■ **ACTIVITY**: Set down every line of the data exactly, skipping the pictures.

Image-grounded pointing data:
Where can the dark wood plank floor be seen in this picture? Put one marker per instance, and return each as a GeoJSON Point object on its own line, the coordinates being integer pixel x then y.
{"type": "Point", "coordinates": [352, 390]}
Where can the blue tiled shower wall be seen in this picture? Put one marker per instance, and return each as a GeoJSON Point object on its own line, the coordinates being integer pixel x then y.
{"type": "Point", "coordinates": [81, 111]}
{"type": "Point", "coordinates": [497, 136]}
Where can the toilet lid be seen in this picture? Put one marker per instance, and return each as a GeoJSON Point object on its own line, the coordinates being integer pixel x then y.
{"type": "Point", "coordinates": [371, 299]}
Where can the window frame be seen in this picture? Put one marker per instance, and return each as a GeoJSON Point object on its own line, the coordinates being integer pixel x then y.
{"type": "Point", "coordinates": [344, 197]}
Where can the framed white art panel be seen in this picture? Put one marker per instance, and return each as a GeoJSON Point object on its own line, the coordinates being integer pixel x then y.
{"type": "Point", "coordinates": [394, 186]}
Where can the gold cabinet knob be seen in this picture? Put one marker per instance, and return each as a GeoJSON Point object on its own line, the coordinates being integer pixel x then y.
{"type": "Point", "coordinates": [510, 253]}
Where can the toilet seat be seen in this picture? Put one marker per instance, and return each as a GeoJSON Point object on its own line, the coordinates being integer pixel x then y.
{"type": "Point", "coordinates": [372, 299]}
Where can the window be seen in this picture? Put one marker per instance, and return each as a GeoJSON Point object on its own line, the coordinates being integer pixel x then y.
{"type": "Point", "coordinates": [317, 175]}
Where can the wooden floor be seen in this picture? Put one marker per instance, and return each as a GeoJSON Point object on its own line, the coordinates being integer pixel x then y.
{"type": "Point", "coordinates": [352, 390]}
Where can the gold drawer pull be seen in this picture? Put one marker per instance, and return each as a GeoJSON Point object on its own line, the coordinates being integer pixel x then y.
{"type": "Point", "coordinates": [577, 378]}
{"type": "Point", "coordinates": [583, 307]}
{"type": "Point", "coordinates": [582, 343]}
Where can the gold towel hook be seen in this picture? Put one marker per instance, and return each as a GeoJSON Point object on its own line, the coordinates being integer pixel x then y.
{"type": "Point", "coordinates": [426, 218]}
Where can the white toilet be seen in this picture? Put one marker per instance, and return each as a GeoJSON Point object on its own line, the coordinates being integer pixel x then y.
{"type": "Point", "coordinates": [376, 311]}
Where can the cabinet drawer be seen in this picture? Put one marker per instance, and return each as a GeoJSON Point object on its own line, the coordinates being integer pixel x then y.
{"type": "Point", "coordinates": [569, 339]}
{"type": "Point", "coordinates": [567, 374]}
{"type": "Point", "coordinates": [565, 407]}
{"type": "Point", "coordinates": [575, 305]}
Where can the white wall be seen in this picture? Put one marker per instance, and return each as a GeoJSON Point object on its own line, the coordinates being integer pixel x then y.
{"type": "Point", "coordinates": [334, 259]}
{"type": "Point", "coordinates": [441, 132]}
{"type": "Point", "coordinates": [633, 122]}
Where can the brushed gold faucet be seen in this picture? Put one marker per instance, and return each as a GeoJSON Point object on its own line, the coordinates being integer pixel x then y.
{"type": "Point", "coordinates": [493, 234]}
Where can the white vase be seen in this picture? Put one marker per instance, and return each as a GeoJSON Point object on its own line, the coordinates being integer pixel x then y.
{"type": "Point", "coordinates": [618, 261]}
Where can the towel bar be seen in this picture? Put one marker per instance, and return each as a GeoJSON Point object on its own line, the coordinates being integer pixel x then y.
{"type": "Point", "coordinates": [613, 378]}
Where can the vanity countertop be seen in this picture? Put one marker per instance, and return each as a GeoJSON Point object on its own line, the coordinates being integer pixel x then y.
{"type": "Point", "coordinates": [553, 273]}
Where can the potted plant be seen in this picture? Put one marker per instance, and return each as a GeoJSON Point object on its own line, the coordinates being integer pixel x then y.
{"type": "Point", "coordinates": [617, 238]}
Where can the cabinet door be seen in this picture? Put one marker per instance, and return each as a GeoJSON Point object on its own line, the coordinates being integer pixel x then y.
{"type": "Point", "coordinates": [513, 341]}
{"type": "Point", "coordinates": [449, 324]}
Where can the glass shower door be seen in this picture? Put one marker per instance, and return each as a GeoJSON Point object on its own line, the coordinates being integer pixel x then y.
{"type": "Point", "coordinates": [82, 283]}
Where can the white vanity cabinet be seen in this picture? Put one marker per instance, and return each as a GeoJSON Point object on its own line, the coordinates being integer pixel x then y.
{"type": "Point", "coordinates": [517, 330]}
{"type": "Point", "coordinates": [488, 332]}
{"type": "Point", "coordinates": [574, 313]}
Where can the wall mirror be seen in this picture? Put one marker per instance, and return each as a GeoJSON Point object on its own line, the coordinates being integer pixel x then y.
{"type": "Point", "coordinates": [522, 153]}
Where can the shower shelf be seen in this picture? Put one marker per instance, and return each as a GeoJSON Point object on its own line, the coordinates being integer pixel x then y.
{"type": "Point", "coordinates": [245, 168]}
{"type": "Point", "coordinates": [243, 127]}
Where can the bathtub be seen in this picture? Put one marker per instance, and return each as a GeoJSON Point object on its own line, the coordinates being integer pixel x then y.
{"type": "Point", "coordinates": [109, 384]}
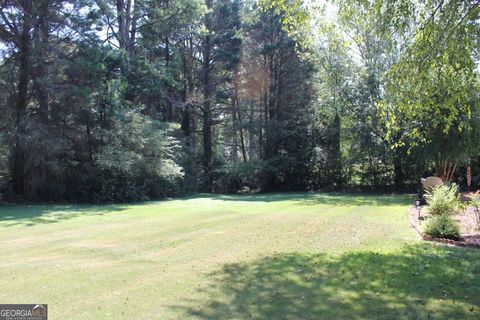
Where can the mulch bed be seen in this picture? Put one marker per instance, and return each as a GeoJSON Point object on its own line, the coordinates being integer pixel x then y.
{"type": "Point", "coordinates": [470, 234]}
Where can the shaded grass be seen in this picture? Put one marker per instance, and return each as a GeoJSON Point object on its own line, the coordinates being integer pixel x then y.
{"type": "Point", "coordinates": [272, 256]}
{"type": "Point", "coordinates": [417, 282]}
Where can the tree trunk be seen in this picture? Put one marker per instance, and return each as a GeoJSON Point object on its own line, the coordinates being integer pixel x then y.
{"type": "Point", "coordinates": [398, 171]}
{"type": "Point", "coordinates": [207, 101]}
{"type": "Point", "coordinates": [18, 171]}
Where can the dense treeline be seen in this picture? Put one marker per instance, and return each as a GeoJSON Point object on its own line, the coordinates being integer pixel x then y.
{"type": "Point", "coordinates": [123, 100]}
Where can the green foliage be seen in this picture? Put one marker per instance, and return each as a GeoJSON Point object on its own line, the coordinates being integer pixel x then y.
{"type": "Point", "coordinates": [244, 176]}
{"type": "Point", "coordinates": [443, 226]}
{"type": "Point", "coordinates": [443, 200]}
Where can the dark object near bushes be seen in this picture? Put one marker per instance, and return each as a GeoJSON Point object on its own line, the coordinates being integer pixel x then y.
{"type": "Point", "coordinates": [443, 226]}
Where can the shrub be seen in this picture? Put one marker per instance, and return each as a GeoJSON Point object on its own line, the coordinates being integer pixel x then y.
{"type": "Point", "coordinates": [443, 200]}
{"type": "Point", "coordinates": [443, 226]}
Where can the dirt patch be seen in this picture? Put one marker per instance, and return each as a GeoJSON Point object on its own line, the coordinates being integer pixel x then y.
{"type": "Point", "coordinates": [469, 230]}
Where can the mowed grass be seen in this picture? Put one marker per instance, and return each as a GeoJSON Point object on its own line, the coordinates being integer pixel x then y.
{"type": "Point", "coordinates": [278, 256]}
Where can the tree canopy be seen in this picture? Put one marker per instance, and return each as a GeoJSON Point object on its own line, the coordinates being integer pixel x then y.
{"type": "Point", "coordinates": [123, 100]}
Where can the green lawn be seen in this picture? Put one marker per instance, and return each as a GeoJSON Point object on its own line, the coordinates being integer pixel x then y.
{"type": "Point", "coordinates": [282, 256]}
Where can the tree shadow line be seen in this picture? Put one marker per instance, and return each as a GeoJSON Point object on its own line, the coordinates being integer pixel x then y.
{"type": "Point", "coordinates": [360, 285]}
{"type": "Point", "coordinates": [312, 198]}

■ **SOLUTION FOR THIS TASK**:
Where can the dark wood plank floor be seen in this picture? Put one marker per instance, and return each as a GeoJSON Point object on its own line, the coordinates being integer pixel x then y.
{"type": "Point", "coordinates": [352, 390]}
Where can the blue tiled shower wall be seen in this picture? Put one marker per instance, and return each as a GeoJSON Point object on its own line, the coordinates being integer pixel x then y.
{"type": "Point", "coordinates": [81, 111]}
{"type": "Point", "coordinates": [497, 136]}
Where can the toilet lid be seen in this picture? Put one marker per instance, and return each as a GeoJSON Point object on its own line, the coordinates being integer pixel x then y.
{"type": "Point", "coordinates": [371, 299]}
Where can the window frame be seen in this picture? Put one marker per instance, and return each as a GeoJSON Point object on its own line, the coordinates being integer pixel x then y.
{"type": "Point", "coordinates": [344, 197]}
Where can the framed white art panel be seen in this picture? Put one marker per instance, and return each as a GeoJSON Point object on its own line, the coordinates being integer pixel x then y.
{"type": "Point", "coordinates": [394, 186]}
Where can the gold cabinet knob be seen in this picture? Put one marker per instance, and return each as a GeoJSON Point object on its own line, the coordinates being integer pixel x then y.
{"type": "Point", "coordinates": [510, 253]}
Where can the toilet seat be seen in this picture? Put one marker per instance, and return each as a GeoJSON Point object on its own line, the coordinates being integer pixel x then y.
{"type": "Point", "coordinates": [372, 299]}
Where can the window be seen in this picture? Put one marker per instance, and return each as a GeoJSON Point object on its own line, the coordinates being integer pixel x then y.
{"type": "Point", "coordinates": [317, 175]}
Where can the wooden floor be seen in this picture? Put one marker per instance, and return each as a GeoJSON Point object on its own line, the coordinates being integer pixel x then y.
{"type": "Point", "coordinates": [352, 390]}
Where can the gold drawer pull be seen in this picture? Put one marker per instance, and return each as a GeoJSON Point object on its own line, the coordinates being integer pixel x then y.
{"type": "Point", "coordinates": [577, 378]}
{"type": "Point", "coordinates": [583, 307]}
{"type": "Point", "coordinates": [582, 343]}
Where can the gold towel hook be seen in this picture? Put one marker per instance, and return each as a GeoJSON Point object on its own line, the coordinates being integer pixel x then y.
{"type": "Point", "coordinates": [426, 218]}
Where can the white toilet be seen in this picture? Put one marker per instance, and return each as a GeoJSON Point object on its own line, the coordinates being integer pixel x then y.
{"type": "Point", "coordinates": [376, 311]}
Where can the cabinet drawer be seen in this picture? Put one marker per instance, and return each as a GeoJSON Point object on its own line, the coordinates being integer pixel x then y.
{"type": "Point", "coordinates": [569, 339]}
{"type": "Point", "coordinates": [567, 374]}
{"type": "Point", "coordinates": [565, 407]}
{"type": "Point", "coordinates": [575, 305]}
Where can the white wall be seen in this picture? Put one marker per instance, and return each as a GeoJSON Point object on its own line, the coordinates being integer pixel x then y.
{"type": "Point", "coordinates": [334, 259]}
{"type": "Point", "coordinates": [441, 132]}
{"type": "Point", "coordinates": [633, 122]}
Where can the brushed gold faucet be seen in this picture? Put one marker per instance, and return each as a GeoJSON Point object on its own line, the coordinates being integer pixel x then y.
{"type": "Point", "coordinates": [493, 234]}
Where can the white vase be seen in this picture? Put one marker per instance, and return each as a GeoJSON Point object on its own line, the coordinates being integer pixel x then y.
{"type": "Point", "coordinates": [618, 261]}
Where can the towel bar be seen in this picture? Put one marker per instance, and return each as a GeoJSON Point object on its own line, the coordinates being integer pixel x then y.
{"type": "Point", "coordinates": [613, 378]}
Where can the vanity countertop be seen in this picture? Put one marker per instance, and return each as a GeoJSON Point object on its own line, the coordinates being integer pixel x then y.
{"type": "Point", "coordinates": [553, 273]}
Where can the potted plant be seen in this picture? Put one marker per instance, and return each as a GeoJSON Point object on its own line, the coordinates being integer pixel x then y.
{"type": "Point", "coordinates": [617, 238]}
Where can the cabinet door be seen in this picture? Put one marker per instance, and return each as a GeoJSON Point object on its own line, the coordinates being integer pixel x then y.
{"type": "Point", "coordinates": [513, 341]}
{"type": "Point", "coordinates": [449, 324]}
Where can the glass shower door be seen in this picture? Put one marker per instance, and return each as a GeoJSON Point object on its own line, the coordinates being integer pixel x then y.
{"type": "Point", "coordinates": [82, 283]}
Where can the white vanity cabinet be seen in this picture? Put one marker per instance, and return each as a GeoJSON Point object on its own line, the coordinates being integer pixel x then y.
{"type": "Point", "coordinates": [517, 330]}
{"type": "Point", "coordinates": [488, 332]}
{"type": "Point", "coordinates": [574, 313]}
Where can the wall mirror be seen in this picture? Put one marker per instance, and return each as a GeoJSON Point object on its own line, the coordinates being integer pixel x then y.
{"type": "Point", "coordinates": [522, 153]}
Where can the shower shelf be seen in this picture? Put one marker per instance, and return each as a GeoJSON Point object on its own line, the coordinates being integer pixel x then y.
{"type": "Point", "coordinates": [245, 168]}
{"type": "Point", "coordinates": [243, 127]}
Where can the bathtub be seen in this picture? Put one marker per instance, and return each as a GeoJSON Point object on its own line, the coordinates being integer pixel x then y.
{"type": "Point", "coordinates": [109, 384]}
Where can the mulch bed be seen in this picture? Put one marker per instance, and return each as a GeoJSON Point object on its own line, the coordinates being integer pixel x then y.
{"type": "Point", "coordinates": [470, 234]}
Where can the shaded grass be seen in this picture? Put one marker per instance, and return each as a GeoJSON Point object on its own line, the coordinates being integer pixel x then y.
{"type": "Point", "coordinates": [272, 256]}
{"type": "Point", "coordinates": [417, 282]}
Where can the tree trunk be seen in this picture? Put one marker per instance, and return each as a GeoJSON Point object on its own line, the coordinates being integer pixel x then y.
{"type": "Point", "coordinates": [398, 171]}
{"type": "Point", "coordinates": [207, 101]}
{"type": "Point", "coordinates": [18, 171]}
Where can the dense treeline be seen in this picture? Put one marker per instance, and return each as a GeoJSON Point object on its own line, the coordinates being integer pixel x then y.
{"type": "Point", "coordinates": [123, 100]}
Where can the green foliage be seen in this picture? Put one marker per instance, and return each as a GeoJSON Point object on its own line, the coordinates being integer pixel x then y.
{"type": "Point", "coordinates": [244, 176]}
{"type": "Point", "coordinates": [443, 226]}
{"type": "Point", "coordinates": [443, 200]}
Where can the dark object near bushes be seen in this picture? Put one marker per instance, and return each as a GeoJSON Point object on its own line, the coordinates being integer pixel x then y.
{"type": "Point", "coordinates": [443, 226]}
Where can the shrub be seen in this picture? Put one marker per instance, and return each as a GeoJSON Point object on its own line, the coordinates being integer pixel x then y.
{"type": "Point", "coordinates": [443, 200]}
{"type": "Point", "coordinates": [443, 226]}
Where can the dirt patch be seen in this picture? Put one marker per instance, and return each as a GeoJSON Point object on its own line, the coordinates being integer pixel x then y.
{"type": "Point", "coordinates": [469, 230]}
Where can the mowed grass be seen in this picture? Put one marker per instance, and return each as a GeoJSON Point object on its own line, the coordinates being integer pixel x then y.
{"type": "Point", "coordinates": [278, 256]}
Where can the tree canopy be seen in this picture? Put one marker per instance, and return each as a GeoJSON Point object on its own line, the coordinates being integer pixel x then y.
{"type": "Point", "coordinates": [123, 100]}
Where can the green lawn be seen in this picture? Put one marker per instance, and return each as a GeoJSON Point object on its own line, the coordinates being integer pixel x then y.
{"type": "Point", "coordinates": [282, 256]}
Where can the tree shadow line be seen in this picture? Put one marker per instance, and return each as a GeoJSON Point object on its own line, the coordinates being integer pixel x then y.
{"type": "Point", "coordinates": [360, 285]}
{"type": "Point", "coordinates": [312, 198]}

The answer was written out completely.